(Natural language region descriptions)
>>>

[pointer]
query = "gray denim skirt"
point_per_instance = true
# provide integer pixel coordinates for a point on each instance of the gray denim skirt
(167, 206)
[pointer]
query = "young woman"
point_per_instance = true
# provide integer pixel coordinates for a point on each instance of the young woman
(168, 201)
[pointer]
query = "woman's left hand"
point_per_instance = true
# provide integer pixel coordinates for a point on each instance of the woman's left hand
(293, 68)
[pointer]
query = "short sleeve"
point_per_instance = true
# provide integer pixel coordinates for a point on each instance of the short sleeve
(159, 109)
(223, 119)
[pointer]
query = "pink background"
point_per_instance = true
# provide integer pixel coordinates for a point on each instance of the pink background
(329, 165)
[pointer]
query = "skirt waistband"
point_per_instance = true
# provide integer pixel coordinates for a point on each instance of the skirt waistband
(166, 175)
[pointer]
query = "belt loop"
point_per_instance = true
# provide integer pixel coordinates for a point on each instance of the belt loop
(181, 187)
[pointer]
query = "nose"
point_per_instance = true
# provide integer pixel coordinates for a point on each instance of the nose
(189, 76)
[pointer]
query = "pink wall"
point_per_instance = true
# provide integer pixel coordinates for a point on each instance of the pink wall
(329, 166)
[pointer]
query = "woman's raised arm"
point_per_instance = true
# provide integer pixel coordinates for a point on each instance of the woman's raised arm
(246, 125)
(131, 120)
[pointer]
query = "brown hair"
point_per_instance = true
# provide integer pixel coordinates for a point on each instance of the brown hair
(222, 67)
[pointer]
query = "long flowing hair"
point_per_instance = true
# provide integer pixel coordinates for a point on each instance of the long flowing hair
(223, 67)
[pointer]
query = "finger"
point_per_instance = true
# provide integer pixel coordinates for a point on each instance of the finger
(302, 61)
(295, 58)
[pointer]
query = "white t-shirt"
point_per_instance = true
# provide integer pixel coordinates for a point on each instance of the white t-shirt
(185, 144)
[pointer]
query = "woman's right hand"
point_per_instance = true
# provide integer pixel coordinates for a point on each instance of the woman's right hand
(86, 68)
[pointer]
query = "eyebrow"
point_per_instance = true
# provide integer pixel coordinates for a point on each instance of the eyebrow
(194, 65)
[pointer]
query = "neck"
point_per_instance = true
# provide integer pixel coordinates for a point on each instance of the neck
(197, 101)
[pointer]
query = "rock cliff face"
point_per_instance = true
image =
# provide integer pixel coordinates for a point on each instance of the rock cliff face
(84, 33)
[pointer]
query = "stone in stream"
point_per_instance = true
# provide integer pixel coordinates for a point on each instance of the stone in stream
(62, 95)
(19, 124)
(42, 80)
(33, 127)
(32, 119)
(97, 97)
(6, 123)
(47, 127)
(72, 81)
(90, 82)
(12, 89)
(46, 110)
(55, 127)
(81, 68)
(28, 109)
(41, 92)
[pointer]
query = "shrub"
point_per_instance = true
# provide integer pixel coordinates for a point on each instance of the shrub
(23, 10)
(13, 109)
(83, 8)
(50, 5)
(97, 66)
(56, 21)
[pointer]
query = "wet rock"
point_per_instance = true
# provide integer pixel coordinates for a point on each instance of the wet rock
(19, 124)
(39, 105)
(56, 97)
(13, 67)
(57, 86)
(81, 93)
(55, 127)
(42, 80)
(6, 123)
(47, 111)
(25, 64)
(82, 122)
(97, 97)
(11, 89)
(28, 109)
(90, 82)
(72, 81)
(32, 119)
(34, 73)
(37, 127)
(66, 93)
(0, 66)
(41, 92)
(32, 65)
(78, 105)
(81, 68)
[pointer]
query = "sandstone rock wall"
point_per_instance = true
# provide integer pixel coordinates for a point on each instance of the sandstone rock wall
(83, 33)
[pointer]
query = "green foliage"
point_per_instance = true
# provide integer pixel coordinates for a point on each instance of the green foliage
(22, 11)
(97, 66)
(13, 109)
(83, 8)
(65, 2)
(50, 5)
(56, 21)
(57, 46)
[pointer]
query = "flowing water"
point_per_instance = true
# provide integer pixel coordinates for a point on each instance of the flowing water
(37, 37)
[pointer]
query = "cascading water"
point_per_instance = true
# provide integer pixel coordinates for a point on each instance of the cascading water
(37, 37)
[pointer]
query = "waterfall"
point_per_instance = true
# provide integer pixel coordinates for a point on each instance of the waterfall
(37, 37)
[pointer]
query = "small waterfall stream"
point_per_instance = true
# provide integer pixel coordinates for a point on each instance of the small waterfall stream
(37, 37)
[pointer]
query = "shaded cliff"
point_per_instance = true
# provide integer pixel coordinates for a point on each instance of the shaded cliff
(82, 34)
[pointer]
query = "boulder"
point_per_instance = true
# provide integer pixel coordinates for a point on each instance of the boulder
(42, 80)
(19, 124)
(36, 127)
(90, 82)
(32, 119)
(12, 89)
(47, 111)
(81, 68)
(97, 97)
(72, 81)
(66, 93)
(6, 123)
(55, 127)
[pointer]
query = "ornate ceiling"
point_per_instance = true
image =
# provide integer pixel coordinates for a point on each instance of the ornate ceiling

<<<
>>>

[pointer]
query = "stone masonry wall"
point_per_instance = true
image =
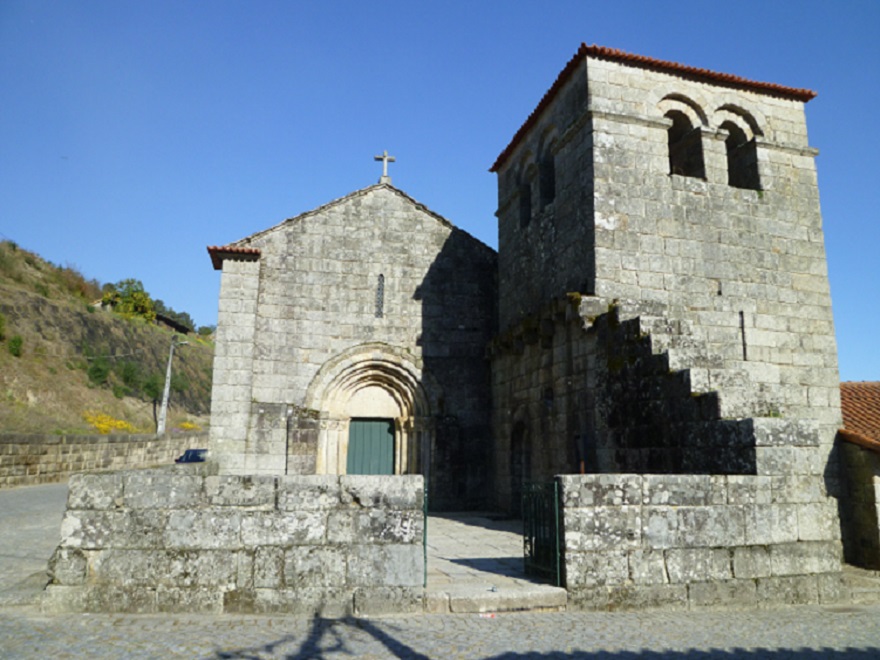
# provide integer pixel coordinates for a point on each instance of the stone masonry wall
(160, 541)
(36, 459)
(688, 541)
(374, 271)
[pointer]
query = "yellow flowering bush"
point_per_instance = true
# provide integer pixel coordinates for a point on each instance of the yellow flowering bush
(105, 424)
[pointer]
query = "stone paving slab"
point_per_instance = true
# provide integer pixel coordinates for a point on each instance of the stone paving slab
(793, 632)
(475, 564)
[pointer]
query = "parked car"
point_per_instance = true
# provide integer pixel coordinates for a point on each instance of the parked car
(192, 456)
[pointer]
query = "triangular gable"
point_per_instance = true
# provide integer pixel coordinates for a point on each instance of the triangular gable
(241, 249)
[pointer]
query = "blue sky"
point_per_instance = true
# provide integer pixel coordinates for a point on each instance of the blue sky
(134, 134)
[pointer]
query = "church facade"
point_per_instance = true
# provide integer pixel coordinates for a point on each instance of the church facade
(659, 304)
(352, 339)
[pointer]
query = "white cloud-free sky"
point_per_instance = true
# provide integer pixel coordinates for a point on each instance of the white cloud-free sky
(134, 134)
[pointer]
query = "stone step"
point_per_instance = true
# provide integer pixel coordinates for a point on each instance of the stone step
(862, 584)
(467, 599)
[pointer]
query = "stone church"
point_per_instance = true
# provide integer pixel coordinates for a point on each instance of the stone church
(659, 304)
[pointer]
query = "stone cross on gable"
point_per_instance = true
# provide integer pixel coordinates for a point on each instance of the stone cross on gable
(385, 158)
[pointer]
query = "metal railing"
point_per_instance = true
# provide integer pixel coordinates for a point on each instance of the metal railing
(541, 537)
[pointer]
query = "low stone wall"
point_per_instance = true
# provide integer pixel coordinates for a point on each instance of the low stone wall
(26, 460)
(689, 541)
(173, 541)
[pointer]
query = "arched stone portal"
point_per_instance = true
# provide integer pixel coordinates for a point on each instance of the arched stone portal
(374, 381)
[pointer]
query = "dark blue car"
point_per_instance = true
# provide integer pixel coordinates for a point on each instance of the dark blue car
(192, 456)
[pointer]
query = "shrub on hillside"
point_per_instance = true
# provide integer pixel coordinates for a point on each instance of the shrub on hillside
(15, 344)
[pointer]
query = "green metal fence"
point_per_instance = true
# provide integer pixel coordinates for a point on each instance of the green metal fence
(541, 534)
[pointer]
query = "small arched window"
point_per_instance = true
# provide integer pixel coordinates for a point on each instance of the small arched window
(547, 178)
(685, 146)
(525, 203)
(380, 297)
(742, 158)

<<<
>>>

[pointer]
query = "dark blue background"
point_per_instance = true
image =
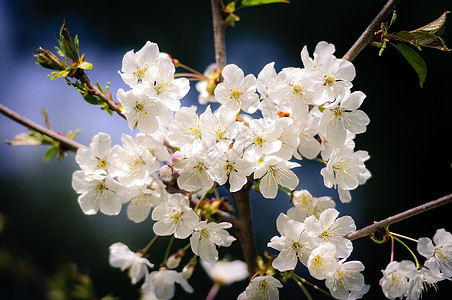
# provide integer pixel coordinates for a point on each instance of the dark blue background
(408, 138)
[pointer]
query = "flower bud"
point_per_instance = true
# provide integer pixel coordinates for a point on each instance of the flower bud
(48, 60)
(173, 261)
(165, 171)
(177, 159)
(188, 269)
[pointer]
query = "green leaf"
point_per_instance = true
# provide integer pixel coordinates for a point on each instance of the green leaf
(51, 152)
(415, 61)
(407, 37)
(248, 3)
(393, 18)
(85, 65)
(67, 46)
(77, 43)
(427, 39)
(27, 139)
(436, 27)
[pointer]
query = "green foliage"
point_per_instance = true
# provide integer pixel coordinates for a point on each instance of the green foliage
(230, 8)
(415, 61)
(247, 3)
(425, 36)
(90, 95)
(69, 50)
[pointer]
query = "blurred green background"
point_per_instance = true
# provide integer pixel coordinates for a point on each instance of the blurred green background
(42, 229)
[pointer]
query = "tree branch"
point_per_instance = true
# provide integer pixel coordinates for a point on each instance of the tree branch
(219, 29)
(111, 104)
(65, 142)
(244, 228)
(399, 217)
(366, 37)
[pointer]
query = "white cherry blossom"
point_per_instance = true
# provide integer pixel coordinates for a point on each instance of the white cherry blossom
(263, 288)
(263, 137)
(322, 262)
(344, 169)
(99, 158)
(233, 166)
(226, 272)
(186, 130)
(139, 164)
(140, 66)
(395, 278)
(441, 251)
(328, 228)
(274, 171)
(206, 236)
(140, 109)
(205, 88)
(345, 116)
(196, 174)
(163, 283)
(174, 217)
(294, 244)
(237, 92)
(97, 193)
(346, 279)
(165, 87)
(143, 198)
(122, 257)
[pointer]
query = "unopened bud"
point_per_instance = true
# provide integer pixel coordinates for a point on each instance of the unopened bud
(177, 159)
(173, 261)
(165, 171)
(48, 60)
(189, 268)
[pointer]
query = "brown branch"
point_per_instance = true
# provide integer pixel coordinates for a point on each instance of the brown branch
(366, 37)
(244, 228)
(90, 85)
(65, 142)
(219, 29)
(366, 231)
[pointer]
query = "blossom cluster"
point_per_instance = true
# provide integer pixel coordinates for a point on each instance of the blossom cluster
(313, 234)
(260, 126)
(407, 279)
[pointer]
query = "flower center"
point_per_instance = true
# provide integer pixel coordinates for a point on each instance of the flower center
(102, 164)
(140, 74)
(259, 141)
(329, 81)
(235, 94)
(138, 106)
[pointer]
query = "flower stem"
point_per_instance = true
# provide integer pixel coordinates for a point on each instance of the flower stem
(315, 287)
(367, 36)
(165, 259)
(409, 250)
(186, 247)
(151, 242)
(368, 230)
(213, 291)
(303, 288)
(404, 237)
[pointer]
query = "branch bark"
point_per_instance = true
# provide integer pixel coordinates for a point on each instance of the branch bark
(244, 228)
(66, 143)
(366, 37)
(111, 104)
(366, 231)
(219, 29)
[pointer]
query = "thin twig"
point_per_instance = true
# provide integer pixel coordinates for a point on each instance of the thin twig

<<<

* What you are asked to do
Please go over the data above and tally every line holding "ornate"; reply only with the count.

* Your solution
2